Data listing:
▬▬▬

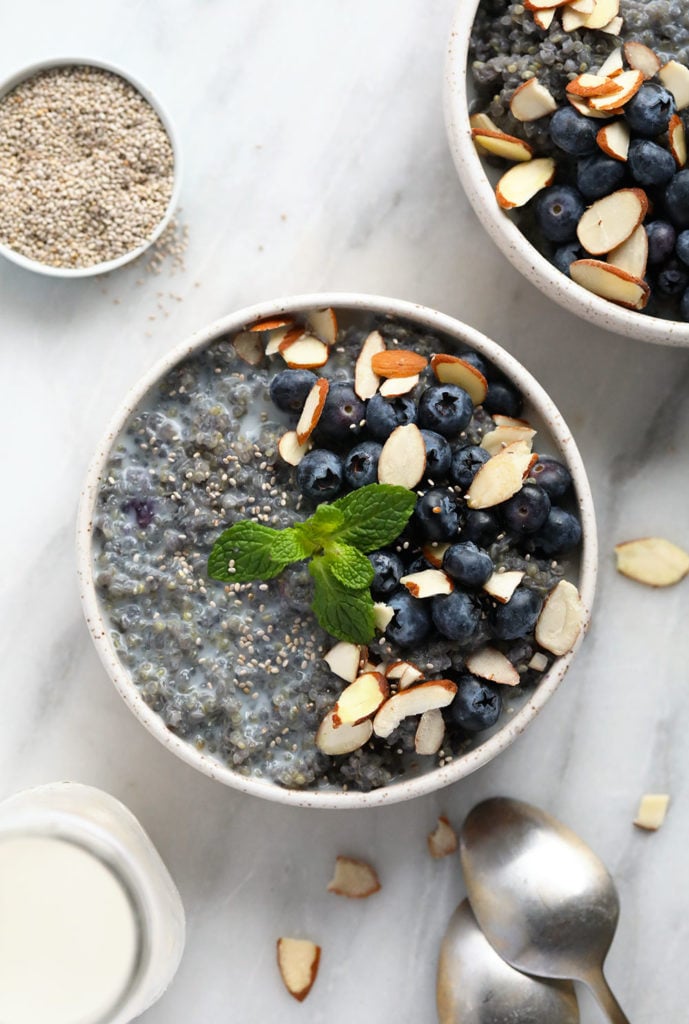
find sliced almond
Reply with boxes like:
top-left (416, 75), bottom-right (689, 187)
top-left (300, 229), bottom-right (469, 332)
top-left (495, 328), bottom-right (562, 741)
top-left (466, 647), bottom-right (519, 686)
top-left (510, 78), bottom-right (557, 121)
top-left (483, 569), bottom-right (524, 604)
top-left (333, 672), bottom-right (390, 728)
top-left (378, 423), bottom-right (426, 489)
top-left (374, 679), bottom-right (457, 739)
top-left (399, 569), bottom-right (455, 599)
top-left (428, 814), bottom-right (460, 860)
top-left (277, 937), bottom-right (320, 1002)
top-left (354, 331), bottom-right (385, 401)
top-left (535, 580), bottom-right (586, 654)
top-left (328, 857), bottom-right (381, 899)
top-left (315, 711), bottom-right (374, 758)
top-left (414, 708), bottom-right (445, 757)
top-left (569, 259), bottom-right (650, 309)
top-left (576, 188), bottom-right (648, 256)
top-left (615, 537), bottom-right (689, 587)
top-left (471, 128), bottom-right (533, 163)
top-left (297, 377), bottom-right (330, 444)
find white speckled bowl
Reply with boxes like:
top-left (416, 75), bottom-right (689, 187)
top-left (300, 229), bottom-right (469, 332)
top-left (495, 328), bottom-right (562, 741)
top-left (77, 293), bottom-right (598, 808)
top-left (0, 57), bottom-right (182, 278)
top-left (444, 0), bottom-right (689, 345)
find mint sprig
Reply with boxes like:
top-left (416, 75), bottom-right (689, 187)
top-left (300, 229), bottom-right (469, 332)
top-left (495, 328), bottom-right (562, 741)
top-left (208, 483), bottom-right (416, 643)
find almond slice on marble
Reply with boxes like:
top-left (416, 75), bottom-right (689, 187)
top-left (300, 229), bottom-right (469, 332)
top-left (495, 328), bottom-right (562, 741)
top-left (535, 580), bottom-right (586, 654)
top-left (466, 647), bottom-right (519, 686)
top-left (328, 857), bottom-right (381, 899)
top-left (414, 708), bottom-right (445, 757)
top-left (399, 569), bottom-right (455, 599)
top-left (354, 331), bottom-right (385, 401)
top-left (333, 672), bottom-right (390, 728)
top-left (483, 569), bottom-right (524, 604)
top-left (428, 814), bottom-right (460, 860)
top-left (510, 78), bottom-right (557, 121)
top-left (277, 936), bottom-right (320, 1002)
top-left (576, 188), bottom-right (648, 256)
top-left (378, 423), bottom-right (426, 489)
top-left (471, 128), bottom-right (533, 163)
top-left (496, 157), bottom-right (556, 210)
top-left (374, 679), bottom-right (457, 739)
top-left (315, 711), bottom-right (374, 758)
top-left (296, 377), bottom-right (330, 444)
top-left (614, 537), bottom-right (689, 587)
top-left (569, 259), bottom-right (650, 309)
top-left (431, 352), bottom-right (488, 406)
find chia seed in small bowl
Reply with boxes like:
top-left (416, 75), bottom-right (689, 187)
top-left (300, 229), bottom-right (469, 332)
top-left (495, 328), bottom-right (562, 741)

▬▬▬

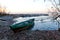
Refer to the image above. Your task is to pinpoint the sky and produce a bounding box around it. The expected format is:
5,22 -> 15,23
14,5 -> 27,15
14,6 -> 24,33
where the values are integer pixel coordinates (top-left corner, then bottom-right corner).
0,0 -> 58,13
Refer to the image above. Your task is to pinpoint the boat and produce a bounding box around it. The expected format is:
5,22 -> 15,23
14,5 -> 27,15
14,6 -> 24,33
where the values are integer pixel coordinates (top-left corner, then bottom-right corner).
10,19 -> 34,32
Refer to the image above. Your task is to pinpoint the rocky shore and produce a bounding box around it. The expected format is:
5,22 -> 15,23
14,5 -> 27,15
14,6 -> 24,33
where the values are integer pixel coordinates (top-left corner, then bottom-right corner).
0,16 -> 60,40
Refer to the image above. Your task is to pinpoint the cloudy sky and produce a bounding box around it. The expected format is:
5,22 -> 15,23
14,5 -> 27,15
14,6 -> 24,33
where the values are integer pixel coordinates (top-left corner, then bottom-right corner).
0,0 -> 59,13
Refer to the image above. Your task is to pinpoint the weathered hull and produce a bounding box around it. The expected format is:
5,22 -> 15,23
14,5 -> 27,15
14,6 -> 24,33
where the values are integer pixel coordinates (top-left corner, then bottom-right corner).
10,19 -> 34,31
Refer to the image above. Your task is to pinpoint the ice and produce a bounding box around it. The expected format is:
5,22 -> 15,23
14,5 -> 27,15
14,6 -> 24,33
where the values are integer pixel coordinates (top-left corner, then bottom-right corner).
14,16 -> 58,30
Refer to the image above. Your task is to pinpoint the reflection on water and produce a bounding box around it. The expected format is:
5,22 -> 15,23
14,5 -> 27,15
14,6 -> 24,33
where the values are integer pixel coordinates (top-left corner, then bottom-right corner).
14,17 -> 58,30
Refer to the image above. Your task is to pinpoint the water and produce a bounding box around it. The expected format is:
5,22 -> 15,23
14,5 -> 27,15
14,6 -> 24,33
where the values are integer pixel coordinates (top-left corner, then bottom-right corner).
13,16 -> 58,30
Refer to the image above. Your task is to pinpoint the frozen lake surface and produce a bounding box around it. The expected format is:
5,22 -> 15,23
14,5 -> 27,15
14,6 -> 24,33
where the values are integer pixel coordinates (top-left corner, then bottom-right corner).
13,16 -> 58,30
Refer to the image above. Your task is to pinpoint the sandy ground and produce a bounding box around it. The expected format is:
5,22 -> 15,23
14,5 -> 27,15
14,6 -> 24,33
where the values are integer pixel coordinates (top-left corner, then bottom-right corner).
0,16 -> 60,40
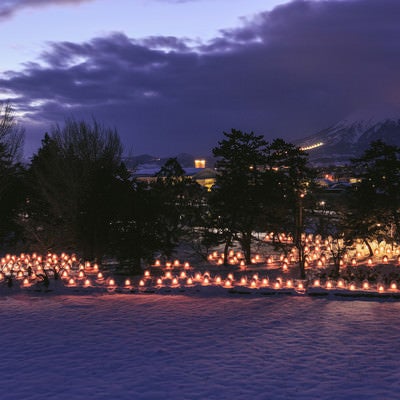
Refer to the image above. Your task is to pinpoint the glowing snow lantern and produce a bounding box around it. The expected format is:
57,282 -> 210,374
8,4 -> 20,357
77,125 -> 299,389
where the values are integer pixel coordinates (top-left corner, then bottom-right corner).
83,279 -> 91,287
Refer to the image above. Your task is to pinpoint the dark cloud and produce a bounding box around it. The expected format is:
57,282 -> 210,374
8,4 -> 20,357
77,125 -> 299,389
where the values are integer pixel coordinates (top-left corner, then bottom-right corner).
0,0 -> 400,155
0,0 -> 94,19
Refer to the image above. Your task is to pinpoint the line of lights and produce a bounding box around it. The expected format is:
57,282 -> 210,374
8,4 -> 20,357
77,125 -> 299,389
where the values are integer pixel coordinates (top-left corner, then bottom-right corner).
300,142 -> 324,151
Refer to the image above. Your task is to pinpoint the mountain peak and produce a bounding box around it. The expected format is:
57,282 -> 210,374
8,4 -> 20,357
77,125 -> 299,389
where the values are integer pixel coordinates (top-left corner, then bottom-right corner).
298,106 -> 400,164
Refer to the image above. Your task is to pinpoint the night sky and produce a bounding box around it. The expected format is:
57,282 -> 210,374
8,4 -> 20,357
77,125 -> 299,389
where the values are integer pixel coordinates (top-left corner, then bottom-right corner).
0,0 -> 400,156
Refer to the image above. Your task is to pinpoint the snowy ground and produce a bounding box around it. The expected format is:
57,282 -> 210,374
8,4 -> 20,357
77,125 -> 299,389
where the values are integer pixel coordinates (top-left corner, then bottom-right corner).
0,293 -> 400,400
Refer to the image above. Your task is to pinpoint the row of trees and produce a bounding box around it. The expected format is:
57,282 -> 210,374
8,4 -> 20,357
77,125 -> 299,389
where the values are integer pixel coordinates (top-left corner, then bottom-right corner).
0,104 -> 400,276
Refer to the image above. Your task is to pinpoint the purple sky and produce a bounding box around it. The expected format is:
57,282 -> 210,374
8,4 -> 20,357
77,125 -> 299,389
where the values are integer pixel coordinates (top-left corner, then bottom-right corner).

▬▬▬

### Exercise goal
Identify each row above that contains the string "bowl", and copy those rows in full.

### Output below
find white speckled bowl
find chia seed in small bowl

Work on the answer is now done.